Fans rush for Beatles remixed

Written By DNA Web Team | Updated:

Fans rushed to buy the first "new" Beatles album for a generation -- a radical remixing of some of the group's most famous songs -- more than 35 years after the breakup of the iconic band.

LONDON: Fans rushed to buy the first "new" Beatles album for a generation -- a radical remixing of some of the group's most famous songs -- more than 35 years after the breakup of the iconic band.
 
Love, which has the backing of surviving Beatles Paul McCartney and Ringo Starr, comprises 26 of the Fab Four's hit songs, many of them mixed together using previously unheard material from the studio.
 
"I hope this will help people to hear Beatles music again," said Giles Martin, son of the Beatles' original producer Sir George Martin, often referred to as the fifth Beatle.
 
Martin and his son both worked for three years on the project, which forms the soundtrack to a Beatles stage show of the same name, put on since June in Las Vegas by Canadian entertainment company Cirque du Soleil.

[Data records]
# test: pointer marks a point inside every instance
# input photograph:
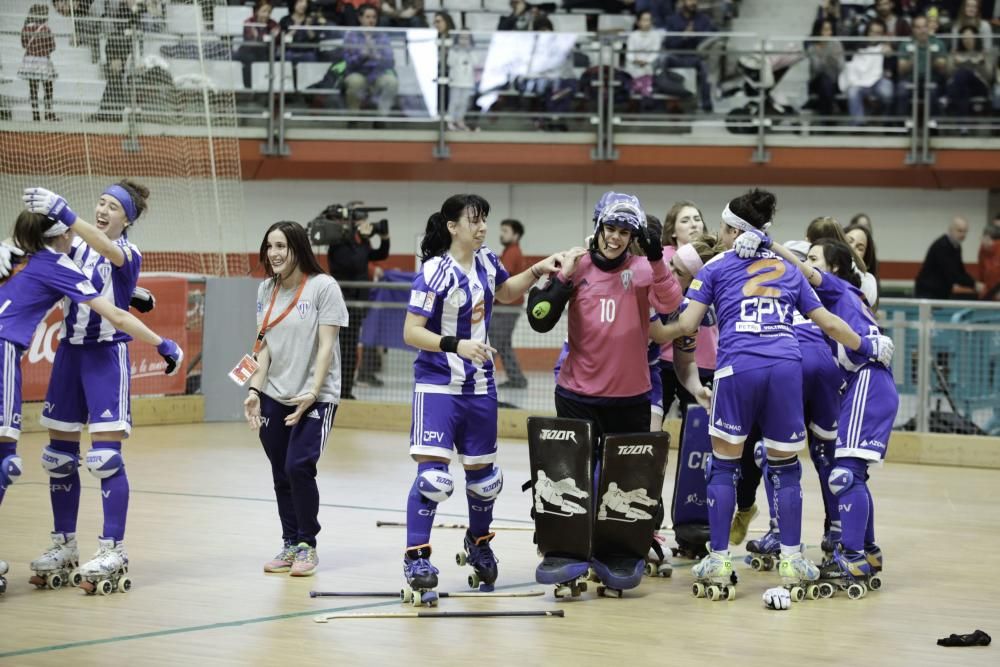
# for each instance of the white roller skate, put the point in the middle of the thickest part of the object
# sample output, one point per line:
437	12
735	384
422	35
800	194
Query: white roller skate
* * *
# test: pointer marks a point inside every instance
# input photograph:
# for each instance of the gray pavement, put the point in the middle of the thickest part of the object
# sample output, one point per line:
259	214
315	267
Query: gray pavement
...
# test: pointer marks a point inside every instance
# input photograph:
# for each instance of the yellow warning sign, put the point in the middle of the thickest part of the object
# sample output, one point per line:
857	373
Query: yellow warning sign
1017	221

Questions -
[A] Translate this sentence from the article on the Beatles remix album into Spanish: "Love, which has the backing of surviving Beatles Paul McCartney and Ringo Starr, comprises 26 of the Fab Four's hit songs, many of them mixed together using previously unheard material from the studio."
[B] Continue the news article about the Beatles remix album, starting after its final sentence.

Answers for the exercise -
[A] Love, que cuenta con el respaldo de los Beatles supervivientes Paul McCartney y Ringo Starr, reúne 26 de los éxitos de los Fab Four, muchos de ellos mezclados entre sí con material inédito del estudio.

[B]
 
Using archives and master tapes at the Abbey Road studios in London, they put together songs by a complex mixture of overlaying, dubbing and synchronizing to produce sometimes startlingly new compositions.
 
Elements of Penny Lane are mixed with Strawberry Fields Forever, while Blackbird is combined with Yesterday in a process called a "mash-up" by sound engineers.
 
"I think they would have liked it," said the elder Martin at the launch of the album on Monday, which also has the backing of John Lennon's widow Yoko Ono and George Harrison's widow Olivia.
 
"To be honest, I believe they were there with us as we worked on it," he added.